== Work request ==
In your copy of the records, include every word exactly and no pictures.

== Supplied entries ==
#####
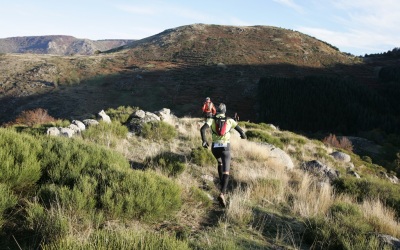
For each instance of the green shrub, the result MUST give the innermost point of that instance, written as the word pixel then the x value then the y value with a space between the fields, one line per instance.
pixel 106 134
pixel 341 231
pixel 65 160
pixel 200 197
pixel 260 136
pixel 19 163
pixel 141 195
pixel 158 131
pixel 366 158
pixel 121 114
pixel 121 240
pixel 260 126
pixel 387 192
pixel 170 163
pixel 7 201
pixel 202 157
pixel 46 225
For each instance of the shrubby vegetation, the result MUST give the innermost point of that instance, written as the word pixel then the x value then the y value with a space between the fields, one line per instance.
pixel 158 131
pixel 47 183
pixel 83 193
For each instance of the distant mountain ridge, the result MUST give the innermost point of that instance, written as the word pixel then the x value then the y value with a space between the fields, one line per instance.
pixel 58 45
pixel 176 68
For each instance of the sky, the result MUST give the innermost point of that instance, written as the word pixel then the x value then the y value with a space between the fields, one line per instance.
pixel 358 27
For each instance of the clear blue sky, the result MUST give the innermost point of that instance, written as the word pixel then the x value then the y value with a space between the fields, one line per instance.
pixel 353 26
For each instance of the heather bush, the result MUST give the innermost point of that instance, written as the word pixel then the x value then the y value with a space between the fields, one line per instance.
pixel 200 197
pixel 19 162
pixel 141 195
pixel 7 200
pixel 202 157
pixel 344 228
pixel 158 131
pixel 343 142
pixel 362 189
pixel 45 225
pixel 107 239
pixel 169 163
pixel 261 136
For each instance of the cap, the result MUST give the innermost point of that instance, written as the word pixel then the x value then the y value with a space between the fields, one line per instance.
pixel 221 108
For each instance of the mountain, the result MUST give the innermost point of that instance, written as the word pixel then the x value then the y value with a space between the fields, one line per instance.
pixel 58 45
pixel 176 68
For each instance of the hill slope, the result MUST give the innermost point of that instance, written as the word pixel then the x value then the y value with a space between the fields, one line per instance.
pixel 58 45
pixel 176 68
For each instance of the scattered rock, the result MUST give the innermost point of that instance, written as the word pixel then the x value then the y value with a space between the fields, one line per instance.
pixel 104 117
pixel 320 170
pixel 340 156
pixel 53 131
pixel 90 122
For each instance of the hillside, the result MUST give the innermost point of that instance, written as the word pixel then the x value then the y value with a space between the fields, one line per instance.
pixel 57 45
pixel 176 68
pixel 107 187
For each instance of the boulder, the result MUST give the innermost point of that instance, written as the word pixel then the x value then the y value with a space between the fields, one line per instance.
pixel 90 122
pixel 320 170
pixel 53 131
pixel 80 125
pixel 75 128
pixel 340 156
pixel 137 119
pixel 66 132
pixel 104 117
pixel 277 156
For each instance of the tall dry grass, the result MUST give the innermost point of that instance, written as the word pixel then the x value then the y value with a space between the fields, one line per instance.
pixel 382 218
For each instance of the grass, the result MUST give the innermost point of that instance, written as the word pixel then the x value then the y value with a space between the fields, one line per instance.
pixel 87 196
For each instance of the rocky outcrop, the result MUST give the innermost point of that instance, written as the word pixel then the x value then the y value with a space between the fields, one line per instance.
pixel 140 117
pixel 104 117
pixel 340 156
pixel 320 170
pixel 277 156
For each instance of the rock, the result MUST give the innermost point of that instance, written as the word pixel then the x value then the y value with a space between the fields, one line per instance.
pixel 80 125
pixel 90 122
pixel 138 114
pixel 340 156
pixel 389 240
pixel 139 118
pixel 354 173
pixel 320 170
pixel 53 131
pixel 66 132
pixel 277 156
pixel 104 117
pixel 75 128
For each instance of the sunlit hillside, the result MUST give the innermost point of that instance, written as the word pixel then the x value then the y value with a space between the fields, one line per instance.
pixel 108 187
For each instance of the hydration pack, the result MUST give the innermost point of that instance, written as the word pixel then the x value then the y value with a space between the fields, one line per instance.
pixel 220 125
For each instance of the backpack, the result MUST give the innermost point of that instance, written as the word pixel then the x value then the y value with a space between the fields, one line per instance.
pixel 220 125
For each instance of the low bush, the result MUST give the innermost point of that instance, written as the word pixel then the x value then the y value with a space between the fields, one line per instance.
pixel 169 163
pixel 362 189
pixel 141 195
pixel 202 157
pixel 121 240
pixel 260 136
pixel 343 230
pixel 158 131
pixel 200 197
pixel 260 126
pixel 19 160
pixel 7 201
pixel 106 134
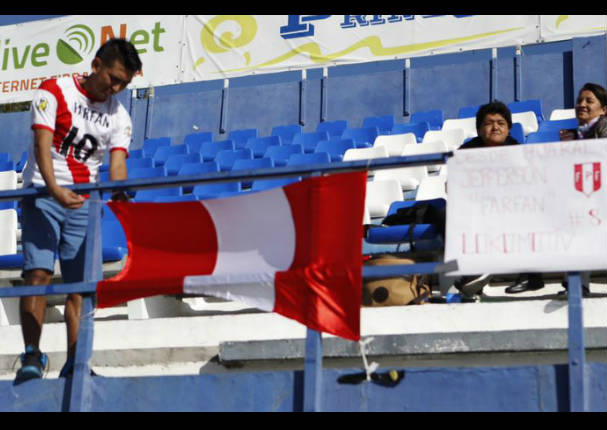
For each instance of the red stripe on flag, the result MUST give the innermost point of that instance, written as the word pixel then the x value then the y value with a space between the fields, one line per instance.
pixel 323 287
pixel 166 242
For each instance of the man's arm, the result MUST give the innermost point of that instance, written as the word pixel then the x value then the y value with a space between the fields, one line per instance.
pixel 43 139
pixel 118 172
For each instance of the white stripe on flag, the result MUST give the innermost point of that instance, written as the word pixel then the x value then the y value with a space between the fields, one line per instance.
pixel 255 233
pixel 255 289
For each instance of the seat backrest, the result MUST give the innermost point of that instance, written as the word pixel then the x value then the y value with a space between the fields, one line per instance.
pixel 435 118
pixel 528 120
pixel 466 124
pixel 383 123
pixel 418 128
pixel 395 143
pixel 453 138
pixel 562 114
pixel 334 128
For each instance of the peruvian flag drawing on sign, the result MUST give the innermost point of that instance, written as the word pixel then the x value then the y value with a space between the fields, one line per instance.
pixel 295 250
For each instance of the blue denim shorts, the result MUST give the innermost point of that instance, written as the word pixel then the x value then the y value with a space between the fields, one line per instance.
pixel 49 230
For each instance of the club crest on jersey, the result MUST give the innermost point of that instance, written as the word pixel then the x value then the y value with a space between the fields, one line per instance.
pixel 587 178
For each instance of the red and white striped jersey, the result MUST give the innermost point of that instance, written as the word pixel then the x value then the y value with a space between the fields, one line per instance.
pixel 83 130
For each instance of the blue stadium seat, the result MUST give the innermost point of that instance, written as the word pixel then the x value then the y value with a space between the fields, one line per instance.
pixel 335 148
pixel 383 123
pixel 334 128
pixel 267 184
pixel 286 132
pixel 303 159
pixel 240 137
pixel 194 140
pixel 163 152
pixel 468 111
pixel 559 124
pixel 259 145
pixel 209 150
pixel 362 137
pixel 216 190
pixel 281 153
pixel 251 164
pixel 150 145
pixel 175 161
pixel 517 132
pixel 225 159
pixel 543 136
pixel 148 195
pixel 309 140
pixel 434 118
pixel 195 169
pixel 113 240
pixel 526 106
pixel 417 128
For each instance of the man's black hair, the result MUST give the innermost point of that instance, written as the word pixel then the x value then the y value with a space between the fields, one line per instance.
pixel 597 90
pixel 121 50
pixel 493 108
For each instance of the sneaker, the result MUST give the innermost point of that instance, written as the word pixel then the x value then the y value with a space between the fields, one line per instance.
pixel 68 369
pixel 33 363
pixel 470 285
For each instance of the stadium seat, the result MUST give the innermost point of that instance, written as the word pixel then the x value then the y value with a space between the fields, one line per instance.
pixel 362 137
pixel 150 145
pixel 240 137
pixel 303 159
pixel 209 150
pixel 175 161
pixel 216 190
pixel 334 128
pixel 163 152
pixel 380 195
pixel 195 169
pixel 561 124
pixel 383 123
pixel 308 141
pixel 528 120
pixel 194 140
pixel 562 114
pixel 517 132
pixel 335 148
pixel 453 138
pixel 419 129
pixel 281 153
pixel 113 240
pixel 543 136
pixel 225 158
pixel 251 164
pixel 533 105
pixel 434 118
pixel 286 132
pixel 468 111
pixel 395 143
pixel 466 124
pixel 259 145
pixel 266 184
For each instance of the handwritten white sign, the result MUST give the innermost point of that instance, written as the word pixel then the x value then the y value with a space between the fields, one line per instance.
pixel 528 208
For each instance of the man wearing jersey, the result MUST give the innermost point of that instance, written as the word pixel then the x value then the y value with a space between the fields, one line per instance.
pixel 75 122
#####
== Expected answer ==
For each instance of the green shrub, the result MUST give the innermost point of that instance, written as the word pixel then the x value then the y value with a space between the fields, one line per instance.
pixel 106 134
pixel 341 231
pixel 65 160
pixel 200 197
pixel 260 136
pixel 19 163
pixel 141 195
pixel 158 131
pixel 366 158
pixel 121 114
pixel 121 240
pixel 260 126
pixel 387 192
pixel 170 163
pixel 7 201
pixel 202 157
pixel 46 225
For each instance of the shrubby vegetation, the result MUST give the innermost point of that instance, written as the word pixel then the x value then the y value with a space between the fields, one line per instance.
pixel 158 131
pixel 47 183
pixel 83 193
For each instance of the distant mountain ridge, the result MUST give the innermost point of that instance, written as the word pixel then the x value then the y value with a space between the fields, one line per instance.
pixel 58 45
pixel 176 68
For each instance of the sky, the result MUST give the innermost point of that instance, written as the word pixel then the x value then the y value with a space between the fields, one line per instance.
pixel 358 27
For each instance of the clear blue sky, the result MUST give the innermost point of that instance, written as the word pixel then the x value then the y value with a space between the fields, one line per instance.
pixel 353 26
For each instance of the heather bush, the result MUST give the innermost point of that instance, written as the word pixel then the x value then the y value with a space between the fields, one line per instance.
pixel 200 197
pixel 19 162
pixel 141 195
pixel 7 200
pixel 202 157
pixel 344 228
pixel 158 131
pixel 343 142
pixel 362 189
pixel 45 225
pixel 107 239
pixel 169 163
pixel 261 136
For each instance of the cap, the result MUST give the innermost point of that instance, written as the word pixel then the x value then the y value with a space between the fields, one line per instance.
pixel 221 108
For each instance of the mountain, the result MUST give the innermost point of that instance, written as the word pixel then the x value then the y value with a space between the fields, one line per instance.
pixel 58 45
pixel 176 68
For each instance of the hill slope, the result MUST give the innermost point of that instance, written as the word pixel then the x value then the y value with a space between the fields, one line per instance.
pixel 58 45
pixel 176 68
For each instance of the scattered rock, the result MUST give the innermost point of that instance, written as the word pixel then the x value then the y value with a space between the fields, one line per instance.
pixel 104 117
pixel 320 170
pixel 340 156
pixel 53 131
pixel 90 122
For each instance of the hillside, the result MUST give the innermost point of that instance, written as the word pixel then the x value then the y value with a space between the fields, one line per instance.
pixel 57 45
pixel 176 68
pixel 107 187
For each instance of the boulder, the result MUST give the innermost point of that instance, written as the word pixel then the x value then the y value with a space between the fields, one line per instance.
pixel 90 122
pixel 320 170
pixel 53 131
pixel 80 125
pixel 75 128
pixel 340 156
pixel 137 119
pixel 66 132
pixel 104 117
pixel 277 156
For each instance of the tall dry grass, the result MUST give the innermost point of that instance, written as the word pixel then the x value then the y value with a space between the fields, one line per instance.
pixel 382 218
For each instance of the grass, the result MUST give the innermost point of that instance, written as the word pixel then the x value then the y value with a space between the fields, one line per instance.
pixel 87 196
For each instance of the rocky outcrop, the result MUST give the innermost point of that instance, written as the word pixel then the x value then the y value with a space between the fields, one line per instance.
pixel 140 117
pixel 104 117
pixel 340 156
pixel 320 170
pixel 277 156
For each instance of the rock, the result MUST give the innermost point of that instance, written as the word pixel then the x value then the y value with a space between the fields, one line per instance.
pixel 80 125
pixel 90 122
pixel 138 114
pixel 340 156
pixel 389 240
pixel 139 118
pixel 354 173
pixel 320 170
pixel 53 131
pixel 66 132
pixel 277 156
pixel 104 117
pixel 75 128
For each instance of the sunlit hillside, the result MUST give the innermost point of that instance, written as the word pixel then the x value then the y value with a space between the fields, one line per instance.
pixel 108 187
For each instance of the hydration pack, the result MUST give the innermost point of that instance, written as the word pixel then the x value then the y value with a space between the fields, one line per instance.
pixel 220 125
For each instance of the backpack, the result MUST give the innermost point of that instance, written as the word pixel then the x value then the y value with a space between the fields, one line per instance.
pixel 220 125
For each instance of the low bush, the result MUST give the innermost point of that instance, written as the word pixel then the x value then the y value with a space between the fields, one line per instance.
pixel 169 163
pixel 362 189
pixel 141 195
pixel 202 157
pixel 121 240
pixel 260 136
pixel 343 230
pixel 158 131
pixel 200 197
pixel 260 126
pixel 19 160
pixel 7 201
pixel 106 134
For each instance of the red stripe on flag, the result MUST give the innermost point of that instance, written as the word pixel then the x value then the y value with a space between the fields, one line per instance.
pixel 323 287
pixel 166 242
For each instance of the man's arm, the result MUST give the innermost point of that instance, written as the word pixel then the x value then the y value with a space between the fields, one line per instance.
pixel 43 139
pixel 118 172
For each instance of the white stripe on flag, the result MUST give the innermost point of that instance, written as the word pixel then the x value then the y value with a space between the fields, one line per instance.
pixel 255 233
pixel 255 289
For each instance of the seat backrest, the result MUST give the innermost point of that instance, written as the word pixel then the x value then the y value with a space between the fields, one line per instance.
pixel 435 118
pixel 528 120
pixel 466 124
pixel 383 123
pixel 418 128
pixel 395 143
pixel 453 138
pixel 562 114
pixel 334 128
For each instance of the peruvian flag drawing on sign, the result MUST give the innermost point of that instance, written as the word pixel then the x value then the y value with a space between the fields, one line per instance.
pixel 295 250
For each instance of the blue denim shorts, the result MUST give the innermost point of that instance, written as the word pixel then the x value then the y value with a space between the fields, one line per instance.
pixel 49 230
For each instance of the club crest on jersey, the result MUST give the innermost point of that instance, written as the word pixel then the x value then the y value with a space between the fields, one line per instance.
pixel 587 178
For each instance of the red and white striped jersey, the result MUST give the innermost point of that instance, written as the word pixel then the x value then the y value with a space between the fields, one line per instance.
pixel 83 130
For each instance of the blue stadium seat, the result MUST give the innermost point of that instance, written as the word pixel then the x value then the y value with a space between the fields, one line per instance.
pixel 335 148
pixel 383 123
pixel 334 128
pixel 267 184
pixel 286 132
pixel 303 159
pixel 240 137
pixel 194 140
pixel 163 152
pixel 468 111
pixel 559 124
pixel 259 145
pixel 209 150
pixel 362 137
pixel 216 190
pixel 281 153
pixel 251 164
pixel 150 145
pixel 175 161
pixel 517 132
pixel 225 159
pixel 543 136
pixel 148 195
pixel 309 140
pixel 434 118
pixel 195 169
pixel 113 240
pixel 526 106
pixel 417 128
For each instance of the man's black hair, the result MUST give the innermost point of that instance, written as the word pixel then the x value then the y value with a space between the fields, one line per instance.
pixel 597 90
pixel 121 50
pixel 493 108
For each instance of the sneaker, the result MUST give the innermost point of that instance, written as the word pixel then the x value then the y value with a space between the fields, one line per instance.
pixel 68 369
pixel 33 363
pixel 470 285
For each instance of the stadium seat, the result MUST give the innermost point of that instance, written as the word pixel then the x value then the y value with a space between the fields, one line per instance.
pixel 362 137
pixel 150 145
pixel 240 137
pixel 303 159
pixel 209 150
pixel 175 161
pixel 216 190
pixel 334 128
pixel 163 152
pixel 380 195
pixel 195 169
pixel 561 124
pixel 383 123
pixel 308 141
pixel 528 120
pixel 194 140
pixel 562 114
pixel 517 132
pixel 335 148
pixel 453 138
pixel 419 129
pixel 281 153
pixel 113 240
pixel 543 136
pixel 225 158
pixel 251 164
pixel 533 105
pixel 434 118
pixel 286 132
pixel 468 111
pixel 395 143
pixel 466 124
pixel 259 145
pixel 266 184
For each instance of the handwritten white sign, the result MUST give the innermost point of that instance, written as the word pixel then the x value then the y value with a space between the fields, one line per instance.
pixel 528 208
For each instance of the man wearing jersey, the result MUST give the innermost point of that instance, written as the word pixel then the x value then the y value with a space between the fields, one line per instance.
pixel 75 122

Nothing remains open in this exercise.